[Extract provided]
He said: “Things are at a very critical pass right now. I would say we are probably facing the biggest commercial property crash, for many generations. We did a survey of 2,000 locations in retail and hospitality which showed that over 70% of businesses are facing insolvency, and of those 86% need to renegotiate their rental terms.
“So, either they’re going to do it through an insolvency process, or they’re going to do it through amicable means. So, that is the key point there. It’s very serious.”
The British Property Federation says landlords are suffering from the moratorium and argue that while many are trying to help their tenants, the administration process is being abused to evade reasonable demands.
“It’s disappointing on both sides if these conversations aren’t happening and people aren’t coming to the table,” said chief executive Melanie Leech. “I’ve seen many, many examples of landlords who can ill afford it and are borrowing money to support tenants themselves, trying to reach agreements, but their ability is limited.
“Some companies who have traded through lockdown, received government support but are not paying, and that limits the ability of landlords to support those who need it. Retail, hospitality and leisure are at the sharp end of the pandemic and landlords of those properties have seen rental arrears growing at £1.5bn a quarter.
[/Extract provided]
Task instructions >>
a) Translate this sentence from the commercial property extract into Spanish: "Retail, hospitality and leisure are at the sharp end of the pandemic and landlords of those properties have seen rental arrears growing at £1.5bn a quarter."
b) Extend the commercial property extract, picking up right after its final sentence.
The listing has no connection to the commercial property extract.
[Extracted material]
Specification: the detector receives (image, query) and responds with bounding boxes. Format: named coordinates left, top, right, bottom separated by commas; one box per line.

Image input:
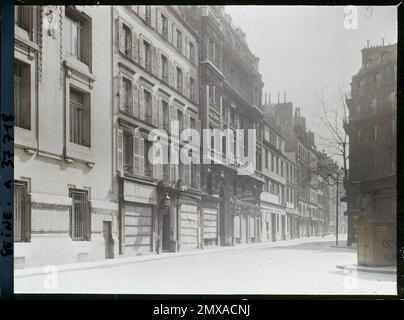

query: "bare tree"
left=317, top=85, right=353, bottom=246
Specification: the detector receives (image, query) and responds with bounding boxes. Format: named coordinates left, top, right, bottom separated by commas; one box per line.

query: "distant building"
left=184, top=6, right=264, bottom=246
left=111, top=5, right=201, bottom=255
left=260, top=124, right=290, bottom=241
left=344, top=44, right=397, bottom=245
left=14, top=6, right=119, bottom=268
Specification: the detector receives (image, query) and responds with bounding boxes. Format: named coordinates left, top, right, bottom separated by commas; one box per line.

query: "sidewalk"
left=337, top=264, right=397, bottom=274
left=14, top=236, right=334, bottom=278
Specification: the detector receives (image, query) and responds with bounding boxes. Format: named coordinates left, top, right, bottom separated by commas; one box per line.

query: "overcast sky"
left=226, top=6, right=397, bottom=161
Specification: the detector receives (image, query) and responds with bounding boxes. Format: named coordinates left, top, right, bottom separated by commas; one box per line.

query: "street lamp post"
left=335, top=171, right=339, bottom=246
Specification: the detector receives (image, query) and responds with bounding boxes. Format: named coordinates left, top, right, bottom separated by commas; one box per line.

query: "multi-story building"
left=186, top=6, right=263, bottom=245
left=345, top=44, right=397, bottom=242
left=112, top=5, right=202, bottom=255
left=260, top=124, right=288, bottom=241
left=285, top=154, right=300, bottom=239
left=14, top=6, right=118, bottom=268
left=264, top=94, right=334, bottom=236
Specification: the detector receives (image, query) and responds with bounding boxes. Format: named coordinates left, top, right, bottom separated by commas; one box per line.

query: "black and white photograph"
left=3, top=4, right=398, bottom=296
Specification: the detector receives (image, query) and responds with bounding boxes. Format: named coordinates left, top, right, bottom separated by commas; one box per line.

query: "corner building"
left=14, top=6, right=118, bottom=268
left=112, top=6, right=201, bottom=255
left=184, top=6, right=264, bottom=246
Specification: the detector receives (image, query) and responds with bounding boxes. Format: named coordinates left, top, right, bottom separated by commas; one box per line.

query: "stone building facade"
left=345, top=44, right=397, bottom=241
left=185, top=6, right=263, bottom=245
left=14, top=6, right=118, bottom=268
left=261, top=124, right=288, bottom=241
left=14, top=5, right=340, bottom=267
left=112, top=6, right=202, bottom=255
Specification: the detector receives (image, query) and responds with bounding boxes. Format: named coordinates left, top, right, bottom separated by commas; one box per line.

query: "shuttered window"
left=14, top=181, right=31, bottom=242
left=70, top=88, right=91, bottom=147
left=123, top=131, right=133, bottom=174
left=14, top=60, right=31, bottom=130
left=70, top=189, right=91, bottom=241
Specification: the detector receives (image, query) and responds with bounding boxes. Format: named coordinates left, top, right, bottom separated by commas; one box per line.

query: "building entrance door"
left=162, top=210, right=170, bottom=252
left=271, top=213, right=276, bottom=242
left=282, top=216, right=286, bottom=240
left=102, top=221, right=114, bottom=259
left=219, top=188, right=226, bottom=246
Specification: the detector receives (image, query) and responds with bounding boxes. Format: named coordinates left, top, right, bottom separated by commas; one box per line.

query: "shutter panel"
left=156, top=49, right=163, bottom=79
left=184, top=36, right=189, bottom=59
left=132, top=132, right=140, bottom=175
left=133, top=132, right=144, bottom=176
left=84, top=195, right=91, bottom=241
left=150, top=6, right=157, bottom=28
left=117, top=19, right=125, bottom=54
left=138, top=35, right=145, bottom=68
left=157, top=98, right=163, bottom=128
left=172, top=23, right=177, bottom=48
left=139, top=87, right=145, bottom=120
left=133, top=82, right=139, bottom=118
left=172, top=64, right=178, bottom=89
left=206, top=84, right=210, bottom=110
left=139, top=137, right=148, bottom=176
left=182, top=164, right=191, bottom=186
left=184, top=72, right=191, bottom=98
left=170, top=104, right=177, bottom=122
left=132, top=30, right=139, bottom=62
left=151, top=46, right=158, bottom=76
left=119, top=74, right=125, bottom=111
left=237, top=132, right=244, bottom=162
left=23, top=188, right=31, bottom=242
left=184, top=113, right=191, bottom=129
left=195, top=164, right=201, bottom=189
left=168, top=61, right=175, bottom=87
left=169, top=149, right=177, bottom=182
left=156, top=8, right=163, bottom=34
left=116, top=129, right=123, bottom=176
left=152, top=94, right=159, bottom=127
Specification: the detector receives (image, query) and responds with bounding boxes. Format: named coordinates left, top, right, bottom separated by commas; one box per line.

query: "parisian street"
left=15, top=236, right=396, bottom=295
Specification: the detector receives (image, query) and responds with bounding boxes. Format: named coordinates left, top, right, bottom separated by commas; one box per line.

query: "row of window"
left=352, top=65, right=397, bottom=97
left=118, top=129, right=199, bottom=188
left=120, top=23, right=197, bottom=101
left=131, top=6, right=197, bottom=64
left=350, top=92, right=397, bottom=120
left=14, top=59, right=91, bottom=147
left=14, top=180, right=91, bottom=242
left=120, top=76, right=198, bottom=133
left=203, top=36, right=262, bottom=106
left=265, top=150, right=289, bottom=177
left=264, top=179, right=284, bottom=198
left=286, top=187, right=298, bottom=205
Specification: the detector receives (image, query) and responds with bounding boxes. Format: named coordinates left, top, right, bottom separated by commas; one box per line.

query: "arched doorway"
left=161, top=208, right=171, bottom=252
left=219, top=186, right=226, bottom=246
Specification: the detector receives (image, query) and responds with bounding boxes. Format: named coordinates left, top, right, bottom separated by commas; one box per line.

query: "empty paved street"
left=15, top=237, right=396, bottom=294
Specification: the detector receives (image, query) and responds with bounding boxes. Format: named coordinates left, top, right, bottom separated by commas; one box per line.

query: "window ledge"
left=66, top=142, right=95, bottom=165
left=14, top=127, right=38, bottom=150
left=14, top=26, right=39, bottom=51
left=64, top=57, right=95, bottom=89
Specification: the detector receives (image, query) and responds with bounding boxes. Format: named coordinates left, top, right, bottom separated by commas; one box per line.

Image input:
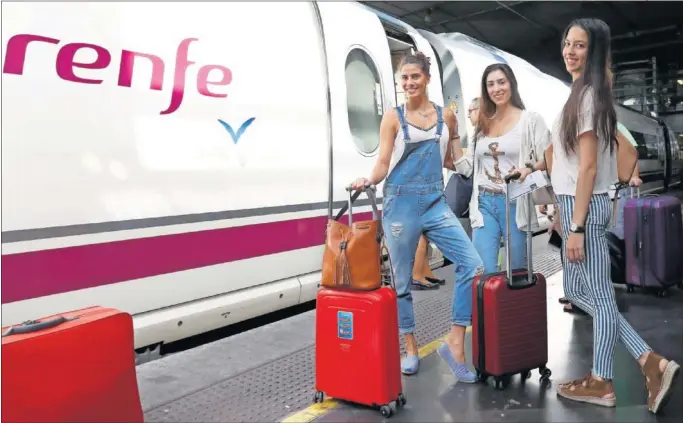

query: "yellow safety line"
left=281, top=326, right=472, bottom=423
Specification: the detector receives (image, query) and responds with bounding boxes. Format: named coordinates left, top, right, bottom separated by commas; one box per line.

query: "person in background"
left=351, top=52, right=484, bottom=383
left=454, top=63, right=550, bottom=273
left=467, top=97, right=479, bottom=128
left=550, top=19, right=680, bottom=413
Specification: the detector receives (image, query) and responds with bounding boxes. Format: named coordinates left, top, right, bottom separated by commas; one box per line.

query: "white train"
left=2, top=2, right=683, bottom=348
[/Extracted material]
Answers provided >>
a) El comercio minorista, la hostelería y el ocio están en primera línea de la pandemia, y los propietarios de esos inmuebles han visto cómo los atrasos en el pago de alquileres crecen a un ritmo de 1.500 millones de libras por trimestre.

b)
“That’s an unsustainable burden to manage, and while they’re trying to support tenants where they can, they have their own challenges and lending obligations to meet. Quite often that’s you and me, because our pensions are invested.”
Nick Rubins, chief executive of garden centre and discount retail group QD Retail, says something has to give.
“The system we currently have just doesn’t make sense and it’s unsustainable for the level of trade today and high street stores. If you look at a typical town, landlords are still charging the rents as they have been almost back to 2008 [before the financial crash]. And that just doesn’t reflect the turnovers today.
“Going forward, with the pressures of increased costs, e-commerce, living wage increases, with no recognition from landlords to reflect today’s turnover then it just won’t work.”